Passage provided:

Wednesday, September 14, 2011

Flood

We stepped over a makeshift barrier – a wall of concrete blocks and weighted plastic across the sidewalk – and out onto the low bridge across the Susquehanna.  Other than occasional sirens it was eerily silent, the road lonely in the dusk and stripped bare of cars.  As we hung over the railing to watch, the river rushed by only a few feet beneath.  By the time we went to bed that night, the street perpendicular to ours was already mostly covered in water.  Life was a prayer for the floodwalls to hold.

I woke to a different world. 

"Residents of New Street, come to your doors.”  The police bullhorn instructing evacuation of the next street over continued as we began to pack for imminent evacuation.  The floodwalls held, but the river was still rising, almost to the top of the wall.  The top of a tan car was just visible above the restless brown of the street-turned-lake.  We showered in the dark as the water dripped through dark ceiling, watched as the water leaked over the floodwalls to creep up the street and cover the sidewalks, joked half-heartedly about kayaks to get across the river to the hospital, set out extra food and water for the dog, piled into the car to drive the few miles down the road to the University shelter that already housed almost 1600 people.

Little did I know when I left Potsdam the morning before that I would be spending Thursday afternoon on my former college campus.

Entries provided:
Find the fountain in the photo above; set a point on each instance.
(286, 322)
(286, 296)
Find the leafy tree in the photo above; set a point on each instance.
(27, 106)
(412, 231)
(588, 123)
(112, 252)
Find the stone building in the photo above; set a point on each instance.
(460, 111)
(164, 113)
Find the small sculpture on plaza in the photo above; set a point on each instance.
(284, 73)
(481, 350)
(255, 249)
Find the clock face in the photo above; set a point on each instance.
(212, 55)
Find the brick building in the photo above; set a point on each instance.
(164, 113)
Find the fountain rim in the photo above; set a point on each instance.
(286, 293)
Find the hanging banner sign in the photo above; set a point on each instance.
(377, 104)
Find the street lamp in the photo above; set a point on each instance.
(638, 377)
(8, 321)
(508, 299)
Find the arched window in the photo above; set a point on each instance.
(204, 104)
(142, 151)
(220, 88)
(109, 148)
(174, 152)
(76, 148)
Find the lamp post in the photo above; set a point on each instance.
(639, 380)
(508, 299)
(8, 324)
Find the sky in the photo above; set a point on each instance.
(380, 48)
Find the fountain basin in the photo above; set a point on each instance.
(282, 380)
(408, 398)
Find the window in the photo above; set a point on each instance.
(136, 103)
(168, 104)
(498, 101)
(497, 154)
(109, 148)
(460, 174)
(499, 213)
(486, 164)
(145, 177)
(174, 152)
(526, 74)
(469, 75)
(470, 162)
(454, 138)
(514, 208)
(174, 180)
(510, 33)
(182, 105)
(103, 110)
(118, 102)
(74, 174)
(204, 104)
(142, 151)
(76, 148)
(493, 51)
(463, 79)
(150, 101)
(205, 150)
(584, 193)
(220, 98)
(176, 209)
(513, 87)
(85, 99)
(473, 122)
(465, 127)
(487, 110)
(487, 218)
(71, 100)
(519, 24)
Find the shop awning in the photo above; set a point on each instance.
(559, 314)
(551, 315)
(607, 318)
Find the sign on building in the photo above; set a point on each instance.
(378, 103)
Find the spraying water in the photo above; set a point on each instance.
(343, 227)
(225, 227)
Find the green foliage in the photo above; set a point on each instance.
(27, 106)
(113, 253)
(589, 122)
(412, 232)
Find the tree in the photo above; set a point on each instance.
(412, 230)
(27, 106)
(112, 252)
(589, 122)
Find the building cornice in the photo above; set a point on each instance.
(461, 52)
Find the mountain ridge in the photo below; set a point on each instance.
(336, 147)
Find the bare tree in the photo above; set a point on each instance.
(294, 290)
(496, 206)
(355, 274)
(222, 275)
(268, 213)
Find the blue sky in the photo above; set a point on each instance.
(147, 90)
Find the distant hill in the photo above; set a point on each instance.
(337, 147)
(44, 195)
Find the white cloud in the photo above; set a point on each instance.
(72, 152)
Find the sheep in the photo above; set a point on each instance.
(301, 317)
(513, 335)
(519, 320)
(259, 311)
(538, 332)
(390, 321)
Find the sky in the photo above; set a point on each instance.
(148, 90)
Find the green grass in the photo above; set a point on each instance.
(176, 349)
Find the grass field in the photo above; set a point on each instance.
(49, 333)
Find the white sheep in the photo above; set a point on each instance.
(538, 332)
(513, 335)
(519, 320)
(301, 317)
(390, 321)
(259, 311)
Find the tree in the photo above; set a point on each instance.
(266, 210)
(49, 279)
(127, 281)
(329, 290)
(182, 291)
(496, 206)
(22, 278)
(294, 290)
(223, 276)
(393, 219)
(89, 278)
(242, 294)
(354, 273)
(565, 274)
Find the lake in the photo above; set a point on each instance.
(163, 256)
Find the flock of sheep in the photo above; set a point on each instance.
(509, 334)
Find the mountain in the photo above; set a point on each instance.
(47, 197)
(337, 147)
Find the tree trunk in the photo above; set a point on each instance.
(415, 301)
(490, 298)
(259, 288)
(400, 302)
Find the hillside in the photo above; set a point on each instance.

What to work on:
A) Summarize the flood account in two sentences.
B) According to the flood account, about how many people were already at the University shelter?
C) Continue the flood account from its last sentence.

Outputs by task:
A) At dusk the writer and others walked out onto a low bridge over the Susquehanna and watched the river rush by only a few feet beneath, and by bedtime the street perpendicular to theirs was mostly under water. The next morning, with police ordering the next street to evacuate and water leaking over the floodwalls, they packed up and drove to a University shelter that already housed almost 1600 people.

B) Almost 1600 people.

C)
“Hi.  I got evacuated this morning and I’m a Registered Nurse…do you need any help?”  The rather harried-looking resident just looked at me for a moment, startled.  And then I went to work.  A rather faded Mercy Ships badge from the rear-view mirror of my car served as identification as I joined EMS, nurses, and medical residents in treating any sick and injured among the crowds already sheltered in the Events Center.  Cots covered the floor where I had once watched basketball games, families huddled in the ticket area with their pets, uniformed military and police guarded the doors and maintained order, and in a back room we had three cots set up as makeshift exam rooms.  Another basketball court served as a special needs area and pharmacy – staffed by volunteers and nursing students, and a few instructors I recognized from my own days as a student there.

When I left 8 hours later to spend the night at a friend’s house, our shelter was already full and the river had finally crested…25.7 feet.

Now in East Texas, I find myself ironically wishing for just a few hundred gallons of that floodwater – to somehow dampen down the tinder-dry foliage and see the hills green again.